▶ What this task involves: Quote the whole listing word for word. Do not include the pictures.

▶ Record list:
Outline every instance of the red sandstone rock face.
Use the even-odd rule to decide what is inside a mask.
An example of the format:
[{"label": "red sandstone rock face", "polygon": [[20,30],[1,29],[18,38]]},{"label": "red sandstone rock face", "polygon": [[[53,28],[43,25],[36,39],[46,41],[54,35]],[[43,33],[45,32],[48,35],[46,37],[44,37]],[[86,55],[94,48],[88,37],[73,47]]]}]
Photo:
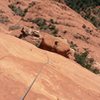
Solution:
[{"label": "red sandstone rock face", "polygon": [[65,57],[69,57],[70,54],[70,46],[65,39],[61,39],[60,37],[54,37],[47,33],[42,33],[42,42],[40,44],[40,48],[61,54]]},{"label": "red sandstone rock face", "polygon": [[0,100],[99,100],[100,77],[58,54],[0,33]]},{"label": "red sandstone rock face", "polygon": [[[9,17],[10,22],[7,24],[0,23],[0,31],[11,34],[18,35],[19,31],[7,31],[9,27],[15,25],[16,23],[21,26],[29,26],[38,28],[37,25],[32,24],[31,22],[25,22],[20,20],[21,17],[14,14],[14,12],[8,7],[8,5],[14,0],[0,1],[0,9],[4,11],[4,15]],[[60,0],[56,0],[60,1]],[[56,2],[55,0],[35,0],[35,5],[31,7],[24,19],[28,18],[44,18],[47,21],[53,19],[57,24],[55,26],[59,29],[58,35],[66,38],[68,41],[73,41],[77,44],[80,51],[83,48],[88,48],[91,52],[90,55],[95,61],[100,65],[100,31],[98,31],[90,22],[83,19],[79,14],[70,9],[65,4]],[[20,0],[20,6],[26,8],[32,0]],[[18,5],[17,5],[18,6]],[[20,21],[19,21],[20,20]],[[85,27],[84,27],[85,26]],[[2,31],[3,30],[3,31]],[[84,38],[77,39],[77,35]],[[32,38],[30,37],[30,40]],[[99,66],[100,67],[100,66]]]}]

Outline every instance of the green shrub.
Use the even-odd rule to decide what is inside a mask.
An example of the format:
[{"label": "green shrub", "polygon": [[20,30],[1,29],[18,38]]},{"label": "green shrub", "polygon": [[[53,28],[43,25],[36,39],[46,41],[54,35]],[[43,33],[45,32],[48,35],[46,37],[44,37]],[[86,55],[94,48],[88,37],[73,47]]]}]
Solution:
[{"label": "green shrub", "polygon": [[71,41],[70,47],[76,51],[77,45],[73,41]]},{"label": "green shrub", "polygon": [[16,15],[19,15],[21,17],[25,16],[27,9],[22,10],[20,7],[16,7],[14,4],[8,5],[8,7],[15,12]]},{"label": "green shrub", "polygon": [[0,23],[7,23],[10,22],[9,18],[4,15],[0,15]]},{"label": "green shrub", "polygon": [[20,29],[21,27],[19,25],[13,25],[9,27],[9,30],[17,30]]}]

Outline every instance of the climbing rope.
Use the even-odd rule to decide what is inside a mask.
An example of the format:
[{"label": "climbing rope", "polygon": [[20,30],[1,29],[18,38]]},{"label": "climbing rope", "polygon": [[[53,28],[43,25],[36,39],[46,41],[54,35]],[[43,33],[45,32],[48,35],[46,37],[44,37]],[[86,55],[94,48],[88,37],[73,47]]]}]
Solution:
[{"label": "climbing rope", "polygon": [[31,90],[32,86],[35,84],[36,80],[39,78],[41,72],[43,71],[44,67],[49,64],[49,57],[47,55],[47,53],[45,52],[45,55],[47,57],[47,62],[40,68],[39,72],[37,73],[36,77],[33,79],[33,81],[31,82],[30,86],[27,88],[27,90],[25,91],[24,95],[22,96],[21,100],[24,100],[25,97],[28,95],[29,91]]}]

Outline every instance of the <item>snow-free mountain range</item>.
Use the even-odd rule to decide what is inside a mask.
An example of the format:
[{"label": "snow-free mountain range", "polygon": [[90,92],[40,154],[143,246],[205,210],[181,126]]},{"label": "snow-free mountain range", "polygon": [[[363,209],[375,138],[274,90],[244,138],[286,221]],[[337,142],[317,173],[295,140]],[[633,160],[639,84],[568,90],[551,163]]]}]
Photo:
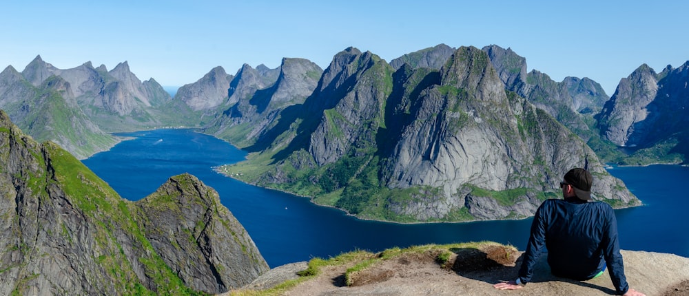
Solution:
[{"label": "snow-free mountain range", "polygon": [[389,63],[349,47],[325,70],[294,58],[217,67],[172,98],[127,62],[61,70],[39,56],[0,73],[0,108],[79,158],[116,144],[111,133],[194,127],[253,152],[225,173],[360,218],[518,218],[585,163],[597,200],[639,204],[604,164],[684,162],[687,65],[642,65],[608,97],[586,78],[527,72],[497,45],[441,44]]},{"label": "snow-free mountain range", "polygon": [[586,78],[527,72],[497,45],[389,63],[349,47],[325,70],[291,58],[218,67],[173,98],[127,62],[61,70],[37,56],[0,73],[0,294],[218,293],[267,270],[195,177],[134,202],[78,160],[122,140],[113,133],[198,129],[251,152],[220,171],[362,218],[528,217],[584,166],[595,200],[633,207],[605,164],[686,162],[688,66],[642,65],[608,97]]}]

▶ Answer to the task:
Outline every instance of the red sandstone rock face.
Use the even-odd rule to decide what is inside a mask.
An example of the format:
[{"label": "red sandstone rock face", "polygon": [[20,30],[1,29],[18,38]]},{"label": "red sandstone rock face", "polygon": [[[53,28],[43,25],[36,39],[46,41],[54,35]],[[43,33],[45,32],[48,35],[46,37],[44,37]],[[86,55],[94,48],[88,37],[73,47]]]}]
Photo:
Solution:
[{"label": "red sandstone rock face", "polygon": [[65,57],[69,57],[70,54],[70,46],[65,39],[61,39],[60,37],[54,37],[47,33],[42,33],[42,42],[40,44],[40,48],[61,54]]},{"label": "red sandstone rock face", "polygon": [[0,100],[99,100],[100,77],[58,54],[0,33]]},{"label": "red sandstone rock face", "polygon": [[[9,17],[10,22],[7,24],[0,23],[0,31],[11,34],[18,35],[19,31],[7,31],[9,27],[15,25],[16,23],[21,26],[29,26],[38,28],[37,25],[32,24],[31,22],[25,22],[20,20],[21,17],[14,14],[14,12],[8,7],[8,5],[14,0],[0,1],[0,9],[4,11],[4,15]],[[60,0],[56,0],[60,1]],[[56,2],[55,0],[35,0],[35,5],[31,7],[24,19],[28,18],[44,18],[47,21],[53,19],[57,24],[55,26],[59,29],[58,35],[66,38],[68,41],[73,41],[77,44],[80,51],[83,48],[88,48],[91,52],[90,55],[95,61],[100,65],[100,31],[98,31],[90,22],[83,19],[79,14],[70,9],[65,4]],[[20,0],[20,6],[26,8],[32,0]],[[18,5],[17,5],[18,6]],[[20,21],[19,21],[20,20]],[[85,27],[84,27],[85,26]],[[2,31],[3,30],[3,31]],[[84,38],[77,39],[77,35]],[[32,38],[30,37],[30,40]],[[99,66],[100,67],[100,66]]]}]

Outline every instance of the green shrub.
Use the even-odd rule to decide what is inside a mask.
An example of the format:
[{"label": "green shrub", "polygon": [[20,30],[1,29],[18,38]]},{"label": "green shrub", "polygon": [[[53,28],[43,25],[36,39],[46,41],[54,35]],[[43,33],[45,32],[48,35],[46,37],[44,37]],[[86,55],[94,48],[88,37],[73,47]]]}]
Solution:
[{"label": "green shrub", "polygon": [[71,41],[70,47],[76,51],[77,45],[73,41]]},{"label": "green shrub", "polygon": [[16,15],[19,15],[21,17],[25,16],[27,9],[22,10],[20,7],[16,7],[14,4],[8,5],[8,7],[15,12]]},{"label": "green shrub", "polygon": [[0,23],[7,23],[10,22],[9,18],[4,15],[0,15]]},{"label": "green shrub", "polygon": [[20,29],[21,27],[19,25],[13,25],[9,27],[9,30],[17,30]]}]

Outline every instance of the climbing rope.
Use the even-odd rule to decide what is inside a mask.
An example of the format:
[{"label": "climbing rope", "polygon": [[20,30],[1,29],[18,38]]},{"label": "climbing rope", "polygon": [[[53,28],[43,25],[36,39],[46,41],[54,35]],[[43,33],[45,32],[48,35],[46,37],[44,37]],[[86,55],[94,48],[88,37],[73,47]]]}]
Solution:
[{"label": "climbing rope", "polygon": [[31,90],[32,86],[35,84],[36,80],[39,78],[41,72],[43,71],[44,67],[49,64],[49,57],[47,55],[47,53],[45,52],[45,55],[47,57],[47,62],[40,68],[39,72],[37,73],[36,77],[33,79],[33,81],[31,82],[30,86],[27,88],[27,90],[25,91],[24,95],[22,96],[21,100],[24,100],[25,97],[28,95],[29,91]]}]

Outline every instance of the <item>snow-free mountain range</item>.
Use the even-odd rule to decide what is inside a mask.
An example of the format:
[{"label": "snow-free mountain range", "polygon": [[90,92],[40,154],[143,246],[205,210],[181,126]]},{"label": "snow-free mountain range", "polygon": [[[363,209],[375,138],[274,90],[244,138],[286,221]],[[337,142],[317,173],[295,140]],[[633,160],[639,84],[568,90],[551,163]]]}]
Photo:
Solution:
[{"label": "snow-free mountain range", "polygon": [[389,63],[349,47],[325,70],[294,58],[217,67],[172,98],[127,62],[61,70],[39,56],[0,73],[0,108],[79,158],[116,144],[111,133],[194,127],[253,152],[225,173],[360,218],[518,218],[585,163],[597,200],[639,204],[604,164],[684,162],[687,65],[642,65],[608,97],[586,78],[527,72],[497,45],[441,44]]},{"label": "snow-free mountain range", "polygon": [[586,78],[527,72],[497,45],[389,63],[349,47],[325,70],[291,58],[218,67],[173,98],[127,62],[61,70],[37,56],[0,73],[0,294],[218,293],[267,270],[195,177],[134,202],[78,160],[122,140],[113,133],[198,129],[251,152],[220,171],[362,218],[528,217],[584,166],[595,200],[633,207],[605,164],[686,162],[688,66],[642,65],[608,97]]}]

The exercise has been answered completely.